◆ **SELECTION**:
— begin —
This CO₂-free feature makes hydrogen an important tool in the decarbonization toolbox. It has versatility and flexibility as a fuel, feedstock, or energy carrier and has potential applications for reducing emissions across some of the hardest to abate sectors, including steel smelting, cement kilns, glass making, maritime shipping, aviation, and more. For this reason, hydrogen is included as a necessary resource in (almost) all major net-zero energy system studies.
Hydrogen is already an important industrial commodity. Globally, about 100 million metric tons are produced annually for a market size of nearly $200 billion per year. Major end-users include refineries, ammonia manufacturers (for fertilizer), and other industrial facilities that want hydrogen as a process gas or building block for high-value chemicals. Its high energy density per kilogram of mass is especially useful for rocket propulsion.
For all these uses, hydrogen is globally valuable today. It’s just made in a dirty way.
The most common way to produce hydrogen by far is with steam methane reforming or SMR (not to be confused with small modular reactors in the nuclear industry). This series of reactions uses heat, methane (CH₄) and water (H₂O) as inputs and generates gaseous carbon dioxide (CO₂(g)) and hydrogen (H₂) as outputs.
SMR uses these two global reactions, both of which require H₂O.
Methane reforming reaction:
𝐶𝐻₄ + 𝐻₂𝑂 → 𝐶𝑂 + 3𝐻₂
Water-gas shift reaction:
𝐶𝑂 + 𝐻₂𝑂 → 𝐶𝑂₂(𝑔) + 𝐻₂
Overall, SMR is familiar, affordable, and relatively efficient, but dirty and thirsty.
— end —
◆ **LISTING**:
— begin —
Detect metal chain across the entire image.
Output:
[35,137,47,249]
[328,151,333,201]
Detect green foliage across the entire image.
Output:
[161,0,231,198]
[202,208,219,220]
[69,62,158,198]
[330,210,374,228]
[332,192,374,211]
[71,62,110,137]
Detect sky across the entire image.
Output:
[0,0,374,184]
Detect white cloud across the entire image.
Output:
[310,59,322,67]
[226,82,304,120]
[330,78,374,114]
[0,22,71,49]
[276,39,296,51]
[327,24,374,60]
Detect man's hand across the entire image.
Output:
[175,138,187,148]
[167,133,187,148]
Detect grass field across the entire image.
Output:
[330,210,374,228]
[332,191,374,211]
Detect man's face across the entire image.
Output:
— end —
◆ **TASKS TO COMPLETE**:
- 1) Answer these questions using the hydrogen text.
(a) About how much hydrogen is produced around the world each year?
(b) What are the inputs of steam methane reforming?
(c) What property of hydrogen makes it especially useful for rocket propulsion?
- 2) Do these statements agree with the hydrogen text? Answer yes or no for each, and quote the words that decide it.
(a) The hydrogen market is worth nearly $200 billion a year.
(b) Steam methane reforming is described as expensive.
(c) Only one of the two reactions used in steam methane reforming needs water.
- 3) Write out the hydrogen text from "Hydrogen is already" up to and including "for rocket propulsion.".

◆ **TASK RESPONSES**:
- 1)
(a) About 100 million metric tons.
(b) Heat, methane (CH₄), and water (H₂O).
(c) Its high energy density per kilogram of mass.

- 2)
(a) Yes: "for a market size of nearly $200 billion per year"
(b) No: "SMR is familiar, affordable, and relatively efficient, but dirty and thirsty"
(c) No: "SMR uses these two global reactions, both of which require H₂O"

- 3)
Hydrogen is already an important industrial commodity. Globally, about 100 million metric tons are produced annually for a market size of nearly $200 billion per year. Major end-users include refineries, ammonia manufacturers (for fertilizer), and other industrial facilities that want hydrogen as a process gas or building block for high-value chemicals. Its high energy density per kilogram of mass is especially useful for rocket propulsion.